======== Document excerpt ========

I discovered that if in the GridBean I have a setter, then I lose all my carefully configured HtmlGridPanel on the postback. If I get rid of the setter then it continues to show up on the post back which is good. However without the setter than it can't restore view so when I ask for that bean while processing the page in a different bean (via: application.getVariableResolver().resolveVariable(context, "GridBean")) then the gridBean that I get back has a null questions member, which is annoying since I then don't have a handle on what people actually put into my htmlInputFields. The solution to that is that you can valueBind the input fields when you dynamically create them to a hash in the gridBean object, which has a setter and a getter and thus gets set with the correct data in restore view and you can access it while processing the page. For example when I am configuring my HtmlGridPanel in code and making the HtmlInputText objects for it, I can do something like:

HtmlInputText input = (HtmlInputText)application.createComponent(HtmlInputText.COMPONENT_TYPE);
input.setId(QUESTION_PREFIX + questionNumber);
literalQuestions.add(input);
input.setValueBinding("value", // param to bind to
application.createValueBinding("#{GridBean.answers[" + questionNumber + "]}"));

and then when processing the request I get access to the gridBean object, which will have a HashMap<Long,String> answers member populated with the answers to the questions, keyed by questionNumber.

======== The data ========

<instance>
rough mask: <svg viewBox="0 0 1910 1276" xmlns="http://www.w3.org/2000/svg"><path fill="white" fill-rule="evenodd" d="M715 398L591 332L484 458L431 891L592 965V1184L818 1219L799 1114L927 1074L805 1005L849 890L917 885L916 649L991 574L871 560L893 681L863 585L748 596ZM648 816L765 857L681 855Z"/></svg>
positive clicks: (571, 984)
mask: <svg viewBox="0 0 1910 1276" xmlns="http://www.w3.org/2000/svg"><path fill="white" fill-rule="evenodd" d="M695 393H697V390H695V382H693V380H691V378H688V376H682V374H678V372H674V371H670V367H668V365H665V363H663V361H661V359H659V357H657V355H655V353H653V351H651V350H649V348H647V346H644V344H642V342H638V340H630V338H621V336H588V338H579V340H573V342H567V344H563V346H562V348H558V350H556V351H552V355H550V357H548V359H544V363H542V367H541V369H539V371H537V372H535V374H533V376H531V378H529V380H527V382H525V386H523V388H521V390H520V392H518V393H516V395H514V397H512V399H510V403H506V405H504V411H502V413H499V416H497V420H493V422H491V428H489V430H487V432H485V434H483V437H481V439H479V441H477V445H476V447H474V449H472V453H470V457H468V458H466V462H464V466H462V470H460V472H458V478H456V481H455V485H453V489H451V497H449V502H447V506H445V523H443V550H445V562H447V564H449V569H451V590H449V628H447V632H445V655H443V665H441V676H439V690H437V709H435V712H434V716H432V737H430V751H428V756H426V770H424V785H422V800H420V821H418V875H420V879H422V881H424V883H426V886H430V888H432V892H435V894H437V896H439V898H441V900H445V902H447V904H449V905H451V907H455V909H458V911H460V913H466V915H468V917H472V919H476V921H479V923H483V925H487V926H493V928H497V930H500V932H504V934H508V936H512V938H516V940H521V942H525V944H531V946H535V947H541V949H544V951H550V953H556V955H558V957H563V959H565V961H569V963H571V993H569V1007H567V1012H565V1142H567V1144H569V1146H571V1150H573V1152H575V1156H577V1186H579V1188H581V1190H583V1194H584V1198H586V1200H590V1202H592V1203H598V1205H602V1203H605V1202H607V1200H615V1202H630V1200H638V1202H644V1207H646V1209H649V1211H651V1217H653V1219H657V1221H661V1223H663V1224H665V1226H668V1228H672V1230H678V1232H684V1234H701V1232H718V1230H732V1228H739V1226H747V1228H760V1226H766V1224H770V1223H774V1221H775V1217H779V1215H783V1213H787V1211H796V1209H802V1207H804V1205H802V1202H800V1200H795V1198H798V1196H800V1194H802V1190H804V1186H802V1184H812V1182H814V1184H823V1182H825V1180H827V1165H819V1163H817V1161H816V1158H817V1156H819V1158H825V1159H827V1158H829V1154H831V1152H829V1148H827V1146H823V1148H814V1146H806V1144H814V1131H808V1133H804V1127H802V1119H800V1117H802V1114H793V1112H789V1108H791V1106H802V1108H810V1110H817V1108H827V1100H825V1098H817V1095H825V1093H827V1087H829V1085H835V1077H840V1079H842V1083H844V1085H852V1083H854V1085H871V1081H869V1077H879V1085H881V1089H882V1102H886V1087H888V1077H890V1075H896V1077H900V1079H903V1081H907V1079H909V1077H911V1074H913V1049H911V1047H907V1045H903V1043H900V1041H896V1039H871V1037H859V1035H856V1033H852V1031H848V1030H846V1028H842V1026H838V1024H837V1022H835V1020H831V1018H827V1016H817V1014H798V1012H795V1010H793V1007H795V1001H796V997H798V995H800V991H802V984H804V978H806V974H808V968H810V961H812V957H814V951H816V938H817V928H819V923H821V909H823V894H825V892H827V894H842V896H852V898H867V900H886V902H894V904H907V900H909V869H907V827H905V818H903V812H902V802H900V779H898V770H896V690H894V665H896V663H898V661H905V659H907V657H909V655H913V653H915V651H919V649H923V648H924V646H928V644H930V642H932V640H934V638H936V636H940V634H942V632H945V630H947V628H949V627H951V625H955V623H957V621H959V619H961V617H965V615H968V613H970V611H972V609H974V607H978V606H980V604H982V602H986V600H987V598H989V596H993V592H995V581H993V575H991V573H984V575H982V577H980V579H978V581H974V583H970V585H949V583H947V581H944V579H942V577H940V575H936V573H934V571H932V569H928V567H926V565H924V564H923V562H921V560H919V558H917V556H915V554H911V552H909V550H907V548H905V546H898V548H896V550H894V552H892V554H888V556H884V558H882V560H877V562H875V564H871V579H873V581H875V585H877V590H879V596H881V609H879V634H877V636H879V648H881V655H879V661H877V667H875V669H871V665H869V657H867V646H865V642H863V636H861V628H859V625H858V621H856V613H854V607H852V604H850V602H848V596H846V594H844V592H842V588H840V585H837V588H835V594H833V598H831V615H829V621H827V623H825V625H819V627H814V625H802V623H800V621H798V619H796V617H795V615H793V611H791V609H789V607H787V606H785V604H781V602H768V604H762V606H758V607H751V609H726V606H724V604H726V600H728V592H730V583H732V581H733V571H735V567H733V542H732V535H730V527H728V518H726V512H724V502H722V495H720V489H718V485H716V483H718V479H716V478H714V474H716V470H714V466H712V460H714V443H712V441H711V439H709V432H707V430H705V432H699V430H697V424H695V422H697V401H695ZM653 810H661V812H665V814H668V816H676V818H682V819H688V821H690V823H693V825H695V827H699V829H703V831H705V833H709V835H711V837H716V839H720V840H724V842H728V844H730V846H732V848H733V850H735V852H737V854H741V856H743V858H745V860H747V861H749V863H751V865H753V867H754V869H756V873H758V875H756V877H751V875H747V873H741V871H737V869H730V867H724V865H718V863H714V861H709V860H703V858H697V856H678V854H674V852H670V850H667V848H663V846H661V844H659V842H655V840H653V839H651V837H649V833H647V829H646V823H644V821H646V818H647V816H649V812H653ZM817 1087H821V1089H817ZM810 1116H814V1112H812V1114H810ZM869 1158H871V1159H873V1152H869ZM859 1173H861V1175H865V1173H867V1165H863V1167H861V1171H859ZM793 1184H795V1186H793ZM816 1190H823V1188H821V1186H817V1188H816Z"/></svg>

========

Carry on the note about value-binding dynamically created JSF input fields to the GridBean's answers map, writing onward from its final sentence.

• Task answer
Big pain in the ass to figure out as a newbie to JSF (if not to java, heh) but hopefully this helps someone else.

--
As an aside I'm not real convinced that making people put up fake last names (since privacy on the web is an issue) is really the best solution for avoiding 'l33t' names. You could just exclude everything but alpha and not allow more than 2 of the same char in a row and things would probably look fairly reasonable. I suppose if you have a different goal than anti-leet then whatever, but it certainly seems like very odd requirement to this netizen.